Facts on Delta Water and Fish

  • California has far more water available than you might think. We do not need any more dams, and we certainly don’t need a Peripheral Canal – without de-commissioning the State Water Project and Central Valley Project, which are already taking too much water out of the delta!

  • THIS IS NOT A NORCAL vs SOCAL ISSUE!  There is plenty of water for LA, Santa Clara valley, etc. Take a look at the NRDC’s Virtual River Concept.

  • Don’t be fooled.  The backers of AB 1253 make $ HUNDREDS OF MILLIONS $ by getting PUBLIC water for almost free, wasting up to several million acre-feet on land that should not be grown on, and selling the rest of the water for up to 1200 times the amount they paid for it.  These water districts didn’t even pay for the huge tax-payer funded pumping projects that distribute it to them!
  • The backers of AB 1253 have produced a video called “California Water Problem” which seeks to divide people of California into those that believe in People Over Fish, and those that believe in Fish Over People. This same group is once again declaring war on the Endangered Species Act, and by extension, the California Endangered Species Act.  The video completely misleads viewers to believe that lack of waters to the west side San Joaquin Valley land is depriving people of food, etc.  Click HERE to view the misleading video.
  • Westlands Water District, among other west side SJ valley corporate Ag entities, are hell bent to claim water rights from up north.  ASK YOURSELF WHY WESTLANDS BOUGHT THE MCLOUD RIVER BOLLIBAKKA CLUB – the first 7 miles of river to Lake Shasta?  Let us tell you: a) to put the McLoud under water from raising lake Shasta, and b) to try to claim superior water rights.  Don’t believe it?  Look HERE and HERE !!!! oh – I forgot to tell you they paid $5 million over the next highest bidder.  If any pure trout/steelhead/salmon anlgers thinks AB1253 is only about Stripers you are deadly mistaken!  We fight as a unified front, or we die a unified front.  (And us striper guys/gals also fish the rivers.)
──────────────────────────────
Stated task: Reproduce the Delta water page, beginning at the words "Facts on Delta" and stopping after "Virtual River Concept.", with "dams" replaced by "reservoirs". The data after the Delta water page have no connection to it.
──────────────────────────────
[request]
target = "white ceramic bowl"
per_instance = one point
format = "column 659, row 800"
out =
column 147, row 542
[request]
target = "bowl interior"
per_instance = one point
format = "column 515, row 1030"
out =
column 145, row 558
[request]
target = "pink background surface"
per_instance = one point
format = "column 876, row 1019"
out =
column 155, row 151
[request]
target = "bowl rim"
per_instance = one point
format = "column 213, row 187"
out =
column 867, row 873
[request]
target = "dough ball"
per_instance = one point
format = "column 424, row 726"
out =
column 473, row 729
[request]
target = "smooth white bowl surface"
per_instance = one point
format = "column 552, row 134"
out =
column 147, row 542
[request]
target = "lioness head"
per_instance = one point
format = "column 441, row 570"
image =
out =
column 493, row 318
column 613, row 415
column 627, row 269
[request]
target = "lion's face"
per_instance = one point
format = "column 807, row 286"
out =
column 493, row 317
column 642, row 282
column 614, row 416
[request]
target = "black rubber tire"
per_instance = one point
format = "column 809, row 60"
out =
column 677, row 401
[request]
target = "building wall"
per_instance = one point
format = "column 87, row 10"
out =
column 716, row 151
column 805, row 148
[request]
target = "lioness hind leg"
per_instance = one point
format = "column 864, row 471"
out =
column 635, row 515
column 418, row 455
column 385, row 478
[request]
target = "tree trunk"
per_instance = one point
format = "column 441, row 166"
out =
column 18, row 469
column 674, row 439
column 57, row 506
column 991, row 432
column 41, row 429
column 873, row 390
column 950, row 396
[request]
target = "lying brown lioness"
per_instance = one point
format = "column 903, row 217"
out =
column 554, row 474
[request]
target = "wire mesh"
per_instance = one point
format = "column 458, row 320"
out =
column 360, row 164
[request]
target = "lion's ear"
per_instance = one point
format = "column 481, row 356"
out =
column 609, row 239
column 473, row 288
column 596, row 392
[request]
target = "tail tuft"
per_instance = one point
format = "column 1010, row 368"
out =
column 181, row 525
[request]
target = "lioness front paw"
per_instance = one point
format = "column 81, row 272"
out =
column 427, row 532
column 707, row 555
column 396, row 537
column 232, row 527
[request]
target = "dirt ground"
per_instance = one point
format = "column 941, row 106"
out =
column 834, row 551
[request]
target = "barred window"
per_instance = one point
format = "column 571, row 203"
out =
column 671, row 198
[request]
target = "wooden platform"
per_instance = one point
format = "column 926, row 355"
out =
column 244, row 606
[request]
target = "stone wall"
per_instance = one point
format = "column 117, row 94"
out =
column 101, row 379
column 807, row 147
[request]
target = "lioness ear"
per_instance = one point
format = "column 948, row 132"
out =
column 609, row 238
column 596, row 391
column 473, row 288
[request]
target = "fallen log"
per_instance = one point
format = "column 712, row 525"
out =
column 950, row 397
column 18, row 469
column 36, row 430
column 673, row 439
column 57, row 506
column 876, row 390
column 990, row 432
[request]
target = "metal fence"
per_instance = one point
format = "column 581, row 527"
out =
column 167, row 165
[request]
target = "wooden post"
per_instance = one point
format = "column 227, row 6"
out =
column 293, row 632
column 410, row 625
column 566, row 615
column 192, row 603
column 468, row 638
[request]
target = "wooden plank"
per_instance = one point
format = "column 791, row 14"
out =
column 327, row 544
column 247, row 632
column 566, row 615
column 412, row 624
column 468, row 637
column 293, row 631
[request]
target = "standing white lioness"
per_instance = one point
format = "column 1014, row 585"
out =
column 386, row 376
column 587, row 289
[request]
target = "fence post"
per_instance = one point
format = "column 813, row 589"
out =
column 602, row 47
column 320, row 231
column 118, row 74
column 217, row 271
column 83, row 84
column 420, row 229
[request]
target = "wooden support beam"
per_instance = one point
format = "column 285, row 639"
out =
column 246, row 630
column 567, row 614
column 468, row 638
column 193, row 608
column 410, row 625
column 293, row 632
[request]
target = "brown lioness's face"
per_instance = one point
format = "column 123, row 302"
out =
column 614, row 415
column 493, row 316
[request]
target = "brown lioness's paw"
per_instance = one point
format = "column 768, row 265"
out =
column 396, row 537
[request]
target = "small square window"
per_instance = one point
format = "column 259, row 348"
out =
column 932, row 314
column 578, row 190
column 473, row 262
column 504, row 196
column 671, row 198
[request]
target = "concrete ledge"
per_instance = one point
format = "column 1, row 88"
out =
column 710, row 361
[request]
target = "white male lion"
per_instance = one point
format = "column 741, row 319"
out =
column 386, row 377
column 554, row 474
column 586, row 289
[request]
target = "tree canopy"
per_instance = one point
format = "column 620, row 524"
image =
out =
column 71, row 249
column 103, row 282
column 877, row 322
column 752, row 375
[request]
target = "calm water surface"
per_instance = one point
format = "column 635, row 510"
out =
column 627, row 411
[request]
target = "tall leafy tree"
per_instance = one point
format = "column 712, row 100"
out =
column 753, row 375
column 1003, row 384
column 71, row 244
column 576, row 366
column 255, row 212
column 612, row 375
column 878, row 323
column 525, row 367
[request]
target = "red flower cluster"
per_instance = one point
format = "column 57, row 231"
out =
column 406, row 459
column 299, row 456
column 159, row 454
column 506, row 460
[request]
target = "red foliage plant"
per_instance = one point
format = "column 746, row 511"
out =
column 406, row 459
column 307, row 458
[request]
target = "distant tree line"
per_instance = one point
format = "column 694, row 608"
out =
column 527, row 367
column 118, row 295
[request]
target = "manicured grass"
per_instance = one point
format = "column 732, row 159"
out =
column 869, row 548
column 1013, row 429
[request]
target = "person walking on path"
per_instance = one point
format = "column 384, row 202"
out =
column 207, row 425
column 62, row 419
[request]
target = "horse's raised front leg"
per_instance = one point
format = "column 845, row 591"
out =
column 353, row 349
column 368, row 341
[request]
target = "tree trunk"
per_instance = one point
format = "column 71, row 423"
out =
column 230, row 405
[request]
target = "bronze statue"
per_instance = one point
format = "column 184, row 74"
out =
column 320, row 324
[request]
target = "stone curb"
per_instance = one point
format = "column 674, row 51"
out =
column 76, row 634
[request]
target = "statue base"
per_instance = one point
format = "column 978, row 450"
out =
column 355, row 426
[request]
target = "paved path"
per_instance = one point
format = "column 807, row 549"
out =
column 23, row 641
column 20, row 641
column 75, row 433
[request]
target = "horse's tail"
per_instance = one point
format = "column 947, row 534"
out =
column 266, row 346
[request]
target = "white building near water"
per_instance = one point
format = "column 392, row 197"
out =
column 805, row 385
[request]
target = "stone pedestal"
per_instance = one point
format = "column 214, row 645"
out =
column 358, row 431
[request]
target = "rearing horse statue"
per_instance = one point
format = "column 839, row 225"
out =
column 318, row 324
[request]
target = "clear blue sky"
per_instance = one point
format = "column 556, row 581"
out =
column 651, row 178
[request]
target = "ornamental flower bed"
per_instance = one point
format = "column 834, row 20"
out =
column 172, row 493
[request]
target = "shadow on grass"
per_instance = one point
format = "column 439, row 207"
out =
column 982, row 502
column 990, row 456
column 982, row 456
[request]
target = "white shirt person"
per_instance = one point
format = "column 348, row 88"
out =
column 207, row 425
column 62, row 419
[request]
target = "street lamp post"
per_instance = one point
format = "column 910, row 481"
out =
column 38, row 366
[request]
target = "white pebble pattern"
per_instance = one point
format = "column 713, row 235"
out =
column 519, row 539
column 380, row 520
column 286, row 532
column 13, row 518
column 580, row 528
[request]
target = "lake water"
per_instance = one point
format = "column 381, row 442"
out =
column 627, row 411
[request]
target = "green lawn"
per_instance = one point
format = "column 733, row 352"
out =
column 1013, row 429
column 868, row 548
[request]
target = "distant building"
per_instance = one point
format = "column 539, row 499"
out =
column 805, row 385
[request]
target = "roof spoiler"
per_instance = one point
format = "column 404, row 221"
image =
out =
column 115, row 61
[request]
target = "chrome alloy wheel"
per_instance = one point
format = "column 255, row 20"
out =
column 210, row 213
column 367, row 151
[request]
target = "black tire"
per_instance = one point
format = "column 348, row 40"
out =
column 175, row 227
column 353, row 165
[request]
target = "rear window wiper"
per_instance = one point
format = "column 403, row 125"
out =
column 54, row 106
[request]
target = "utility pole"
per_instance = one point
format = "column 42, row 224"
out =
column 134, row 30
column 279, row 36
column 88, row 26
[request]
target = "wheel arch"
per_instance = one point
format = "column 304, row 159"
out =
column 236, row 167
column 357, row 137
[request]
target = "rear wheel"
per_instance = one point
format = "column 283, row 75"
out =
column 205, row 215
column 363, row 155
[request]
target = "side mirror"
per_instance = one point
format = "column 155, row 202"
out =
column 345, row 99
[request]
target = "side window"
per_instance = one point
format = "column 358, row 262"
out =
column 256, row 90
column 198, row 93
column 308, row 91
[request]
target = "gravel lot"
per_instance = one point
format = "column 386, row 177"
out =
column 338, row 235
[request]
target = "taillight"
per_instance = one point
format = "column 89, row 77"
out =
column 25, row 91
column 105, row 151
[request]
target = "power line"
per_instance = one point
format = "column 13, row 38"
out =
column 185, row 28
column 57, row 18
──────────────────────────────
Finished exercise:
Facts on Delta Water and Fish

  • California has far more water available than you might think. We do not need any more reservoirs, and we certainly don’t need a Peripheral Canal – without de-commissioning the State Water Project and Central Valley Project, which are already taking too much water out of the delta!

  • THIS IS NOT A NORCAL vs SOCAL ISSUE!  There is plenty of water for LA, Santa Clara valley, etc. Take a look at the NRDC’s Virtual River Concept.